Task. Determine how many lines in the rows below contain the string "antler", treating uppercase and lowercase as different, and reply with that number alone.

Supplied information.
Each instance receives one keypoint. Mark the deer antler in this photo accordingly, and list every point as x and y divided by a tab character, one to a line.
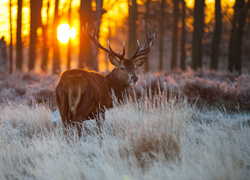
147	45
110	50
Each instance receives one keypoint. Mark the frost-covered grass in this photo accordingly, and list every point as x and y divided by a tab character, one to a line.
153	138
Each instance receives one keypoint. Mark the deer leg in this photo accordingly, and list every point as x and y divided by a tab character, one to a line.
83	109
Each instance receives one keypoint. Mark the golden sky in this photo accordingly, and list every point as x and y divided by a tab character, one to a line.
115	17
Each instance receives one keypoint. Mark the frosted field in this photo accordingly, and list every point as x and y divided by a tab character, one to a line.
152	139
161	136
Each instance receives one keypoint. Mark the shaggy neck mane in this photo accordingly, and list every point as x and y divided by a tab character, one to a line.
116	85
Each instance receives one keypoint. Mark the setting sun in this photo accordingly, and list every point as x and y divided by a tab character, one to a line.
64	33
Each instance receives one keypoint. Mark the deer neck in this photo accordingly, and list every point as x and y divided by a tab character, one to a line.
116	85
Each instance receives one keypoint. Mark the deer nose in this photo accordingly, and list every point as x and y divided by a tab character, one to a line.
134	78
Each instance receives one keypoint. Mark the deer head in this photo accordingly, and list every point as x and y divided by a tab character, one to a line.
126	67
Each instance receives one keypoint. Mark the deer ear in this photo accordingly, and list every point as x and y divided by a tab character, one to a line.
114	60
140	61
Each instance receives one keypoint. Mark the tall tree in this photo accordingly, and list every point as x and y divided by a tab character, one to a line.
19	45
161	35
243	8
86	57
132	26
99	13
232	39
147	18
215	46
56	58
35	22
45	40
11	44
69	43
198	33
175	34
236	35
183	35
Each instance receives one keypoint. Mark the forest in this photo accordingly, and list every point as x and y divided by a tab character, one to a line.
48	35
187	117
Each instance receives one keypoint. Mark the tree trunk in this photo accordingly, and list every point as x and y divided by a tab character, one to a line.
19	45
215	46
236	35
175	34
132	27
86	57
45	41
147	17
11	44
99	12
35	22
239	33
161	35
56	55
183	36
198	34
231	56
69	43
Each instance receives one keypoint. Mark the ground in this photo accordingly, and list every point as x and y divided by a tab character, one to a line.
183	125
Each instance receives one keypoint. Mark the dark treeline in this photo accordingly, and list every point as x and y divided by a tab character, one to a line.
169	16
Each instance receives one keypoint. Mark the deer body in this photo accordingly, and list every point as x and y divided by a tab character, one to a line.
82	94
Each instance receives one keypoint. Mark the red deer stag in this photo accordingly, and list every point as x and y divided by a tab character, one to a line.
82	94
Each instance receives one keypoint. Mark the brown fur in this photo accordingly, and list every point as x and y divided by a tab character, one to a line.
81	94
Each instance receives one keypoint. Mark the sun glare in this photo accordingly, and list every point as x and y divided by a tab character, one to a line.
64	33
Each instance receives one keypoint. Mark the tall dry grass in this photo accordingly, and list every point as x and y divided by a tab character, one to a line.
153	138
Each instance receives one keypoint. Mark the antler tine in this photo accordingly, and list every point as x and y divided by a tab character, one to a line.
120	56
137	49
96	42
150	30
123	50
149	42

--

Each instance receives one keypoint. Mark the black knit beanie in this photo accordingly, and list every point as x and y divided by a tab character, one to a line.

Response to this task. 2